>> Start

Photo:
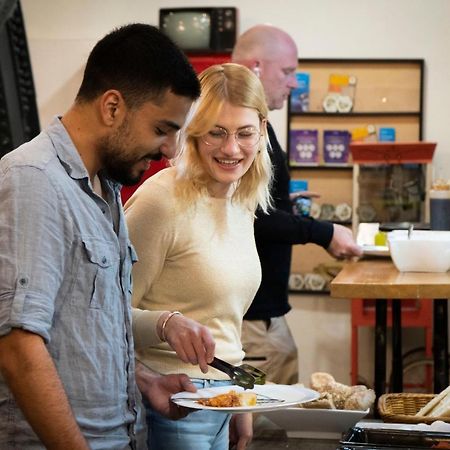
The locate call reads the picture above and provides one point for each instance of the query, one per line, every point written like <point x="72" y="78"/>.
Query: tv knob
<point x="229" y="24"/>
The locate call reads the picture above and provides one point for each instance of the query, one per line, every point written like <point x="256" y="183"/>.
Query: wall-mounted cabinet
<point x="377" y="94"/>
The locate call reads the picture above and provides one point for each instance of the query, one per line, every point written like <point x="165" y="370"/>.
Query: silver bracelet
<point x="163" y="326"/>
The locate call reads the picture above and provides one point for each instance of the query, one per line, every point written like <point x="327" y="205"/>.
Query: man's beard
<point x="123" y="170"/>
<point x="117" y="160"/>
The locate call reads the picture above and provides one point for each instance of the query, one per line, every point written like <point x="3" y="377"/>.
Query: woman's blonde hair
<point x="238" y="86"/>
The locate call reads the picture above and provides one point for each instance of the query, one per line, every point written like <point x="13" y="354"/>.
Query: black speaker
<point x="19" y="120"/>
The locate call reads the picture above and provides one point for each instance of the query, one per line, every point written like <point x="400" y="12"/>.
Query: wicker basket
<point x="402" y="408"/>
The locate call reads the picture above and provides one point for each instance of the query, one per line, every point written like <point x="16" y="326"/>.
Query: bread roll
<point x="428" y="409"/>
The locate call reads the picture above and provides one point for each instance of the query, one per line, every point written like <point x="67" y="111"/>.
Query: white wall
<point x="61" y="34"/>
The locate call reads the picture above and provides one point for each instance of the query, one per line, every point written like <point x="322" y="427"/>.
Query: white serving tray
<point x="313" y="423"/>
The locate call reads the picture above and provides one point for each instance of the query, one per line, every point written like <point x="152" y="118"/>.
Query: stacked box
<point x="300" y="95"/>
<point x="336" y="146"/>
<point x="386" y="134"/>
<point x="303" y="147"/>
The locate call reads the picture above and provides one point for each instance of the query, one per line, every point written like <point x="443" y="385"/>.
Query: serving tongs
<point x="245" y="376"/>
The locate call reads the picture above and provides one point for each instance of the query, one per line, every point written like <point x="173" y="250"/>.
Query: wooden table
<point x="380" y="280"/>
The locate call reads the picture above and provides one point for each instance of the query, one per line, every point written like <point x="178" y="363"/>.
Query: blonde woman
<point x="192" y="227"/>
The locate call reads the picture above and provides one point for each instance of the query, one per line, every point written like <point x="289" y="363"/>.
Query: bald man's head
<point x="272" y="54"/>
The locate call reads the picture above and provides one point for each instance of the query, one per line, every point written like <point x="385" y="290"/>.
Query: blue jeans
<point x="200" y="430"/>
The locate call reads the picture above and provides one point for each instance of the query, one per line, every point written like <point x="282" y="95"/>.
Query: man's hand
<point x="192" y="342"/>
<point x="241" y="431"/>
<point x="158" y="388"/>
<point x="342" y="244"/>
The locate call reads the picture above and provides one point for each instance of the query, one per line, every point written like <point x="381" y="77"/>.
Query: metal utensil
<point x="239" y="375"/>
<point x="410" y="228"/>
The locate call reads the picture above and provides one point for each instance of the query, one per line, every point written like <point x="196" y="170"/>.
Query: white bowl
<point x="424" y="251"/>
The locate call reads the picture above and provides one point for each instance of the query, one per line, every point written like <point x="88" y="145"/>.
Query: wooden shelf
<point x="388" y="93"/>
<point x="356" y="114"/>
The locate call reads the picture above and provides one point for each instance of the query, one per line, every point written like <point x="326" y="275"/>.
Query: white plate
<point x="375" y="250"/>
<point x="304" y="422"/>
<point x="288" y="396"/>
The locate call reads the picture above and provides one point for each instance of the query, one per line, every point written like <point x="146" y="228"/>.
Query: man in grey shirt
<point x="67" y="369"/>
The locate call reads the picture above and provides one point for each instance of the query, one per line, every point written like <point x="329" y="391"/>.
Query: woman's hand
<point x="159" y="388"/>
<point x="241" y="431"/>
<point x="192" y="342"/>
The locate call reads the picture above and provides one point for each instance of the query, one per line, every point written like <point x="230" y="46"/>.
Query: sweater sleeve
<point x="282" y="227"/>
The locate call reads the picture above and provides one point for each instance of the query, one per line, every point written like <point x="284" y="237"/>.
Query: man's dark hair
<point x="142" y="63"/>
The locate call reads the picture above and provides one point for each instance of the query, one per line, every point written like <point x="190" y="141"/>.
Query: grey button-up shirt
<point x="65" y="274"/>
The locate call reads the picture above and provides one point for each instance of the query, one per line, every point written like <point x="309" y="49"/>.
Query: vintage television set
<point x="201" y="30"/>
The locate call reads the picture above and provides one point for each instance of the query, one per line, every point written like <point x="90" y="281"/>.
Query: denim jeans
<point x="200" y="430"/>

>> End
>> Start

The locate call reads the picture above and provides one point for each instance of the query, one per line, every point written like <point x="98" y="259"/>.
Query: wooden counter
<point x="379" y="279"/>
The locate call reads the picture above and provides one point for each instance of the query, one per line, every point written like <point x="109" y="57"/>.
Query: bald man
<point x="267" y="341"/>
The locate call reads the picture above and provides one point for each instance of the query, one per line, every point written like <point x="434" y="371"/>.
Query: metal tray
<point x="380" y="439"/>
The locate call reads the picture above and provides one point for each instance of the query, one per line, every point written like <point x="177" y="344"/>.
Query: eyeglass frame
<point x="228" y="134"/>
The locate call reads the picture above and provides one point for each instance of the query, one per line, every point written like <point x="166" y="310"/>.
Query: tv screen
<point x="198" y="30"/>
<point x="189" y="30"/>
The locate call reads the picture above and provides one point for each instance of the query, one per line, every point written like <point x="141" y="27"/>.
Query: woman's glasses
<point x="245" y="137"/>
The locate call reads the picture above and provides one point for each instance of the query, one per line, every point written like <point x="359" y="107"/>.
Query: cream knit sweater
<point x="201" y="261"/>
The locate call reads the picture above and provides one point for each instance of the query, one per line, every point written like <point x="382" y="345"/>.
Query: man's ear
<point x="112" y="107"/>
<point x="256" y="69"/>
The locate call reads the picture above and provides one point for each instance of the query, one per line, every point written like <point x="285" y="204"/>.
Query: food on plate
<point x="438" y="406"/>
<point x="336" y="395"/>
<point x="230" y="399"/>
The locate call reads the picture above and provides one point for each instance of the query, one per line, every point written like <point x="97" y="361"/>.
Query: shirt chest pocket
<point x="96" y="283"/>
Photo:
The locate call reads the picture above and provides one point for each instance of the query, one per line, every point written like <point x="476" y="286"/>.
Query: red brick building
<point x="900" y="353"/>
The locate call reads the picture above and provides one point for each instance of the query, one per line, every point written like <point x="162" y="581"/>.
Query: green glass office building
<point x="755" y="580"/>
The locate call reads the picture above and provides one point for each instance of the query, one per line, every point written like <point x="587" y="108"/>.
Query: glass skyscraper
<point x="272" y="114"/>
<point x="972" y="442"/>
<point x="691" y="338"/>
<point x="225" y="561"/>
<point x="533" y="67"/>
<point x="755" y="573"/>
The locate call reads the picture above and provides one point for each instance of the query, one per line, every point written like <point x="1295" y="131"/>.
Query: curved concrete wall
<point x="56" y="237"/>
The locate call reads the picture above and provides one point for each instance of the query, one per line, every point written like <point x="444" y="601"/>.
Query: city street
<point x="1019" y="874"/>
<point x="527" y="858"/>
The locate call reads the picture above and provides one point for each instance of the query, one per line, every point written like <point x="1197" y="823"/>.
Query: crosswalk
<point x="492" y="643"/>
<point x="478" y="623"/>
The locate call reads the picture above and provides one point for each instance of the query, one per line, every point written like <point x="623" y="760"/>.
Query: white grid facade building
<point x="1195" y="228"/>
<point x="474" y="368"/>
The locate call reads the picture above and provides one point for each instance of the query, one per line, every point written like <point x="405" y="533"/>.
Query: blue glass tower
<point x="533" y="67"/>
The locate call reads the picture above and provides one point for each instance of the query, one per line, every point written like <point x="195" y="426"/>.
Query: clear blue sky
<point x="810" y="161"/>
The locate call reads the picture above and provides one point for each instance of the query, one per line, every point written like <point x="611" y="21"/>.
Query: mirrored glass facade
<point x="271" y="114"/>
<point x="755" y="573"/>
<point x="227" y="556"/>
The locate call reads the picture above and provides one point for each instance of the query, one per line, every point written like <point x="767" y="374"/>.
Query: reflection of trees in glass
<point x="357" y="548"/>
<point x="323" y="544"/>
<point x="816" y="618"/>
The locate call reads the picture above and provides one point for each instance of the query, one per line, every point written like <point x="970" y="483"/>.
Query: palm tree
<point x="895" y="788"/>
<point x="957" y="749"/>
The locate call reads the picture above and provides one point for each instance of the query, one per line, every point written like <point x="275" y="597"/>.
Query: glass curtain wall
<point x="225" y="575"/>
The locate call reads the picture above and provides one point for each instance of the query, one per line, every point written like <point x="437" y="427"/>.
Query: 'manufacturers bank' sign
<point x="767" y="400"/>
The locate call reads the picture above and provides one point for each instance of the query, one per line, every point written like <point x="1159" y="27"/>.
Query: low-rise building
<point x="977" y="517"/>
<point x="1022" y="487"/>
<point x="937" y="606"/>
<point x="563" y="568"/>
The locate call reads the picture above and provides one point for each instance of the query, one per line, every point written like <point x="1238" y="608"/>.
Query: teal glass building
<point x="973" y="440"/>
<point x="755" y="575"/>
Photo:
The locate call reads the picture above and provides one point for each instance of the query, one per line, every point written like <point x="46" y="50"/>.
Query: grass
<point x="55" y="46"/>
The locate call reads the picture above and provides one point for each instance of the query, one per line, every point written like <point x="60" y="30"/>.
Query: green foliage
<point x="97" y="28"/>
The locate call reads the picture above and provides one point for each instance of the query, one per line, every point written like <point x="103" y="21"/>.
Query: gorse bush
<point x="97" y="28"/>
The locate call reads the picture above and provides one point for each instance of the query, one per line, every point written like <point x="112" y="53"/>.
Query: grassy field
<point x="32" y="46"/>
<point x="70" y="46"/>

>> End

- WRITTEN TASK: Copy every line of the entries above that contains the string "green", treating uppercase and lowercase letters as distinct.

- OUTPUT OF THE EXERCISE:
Query: green glass office building
Query: green foliage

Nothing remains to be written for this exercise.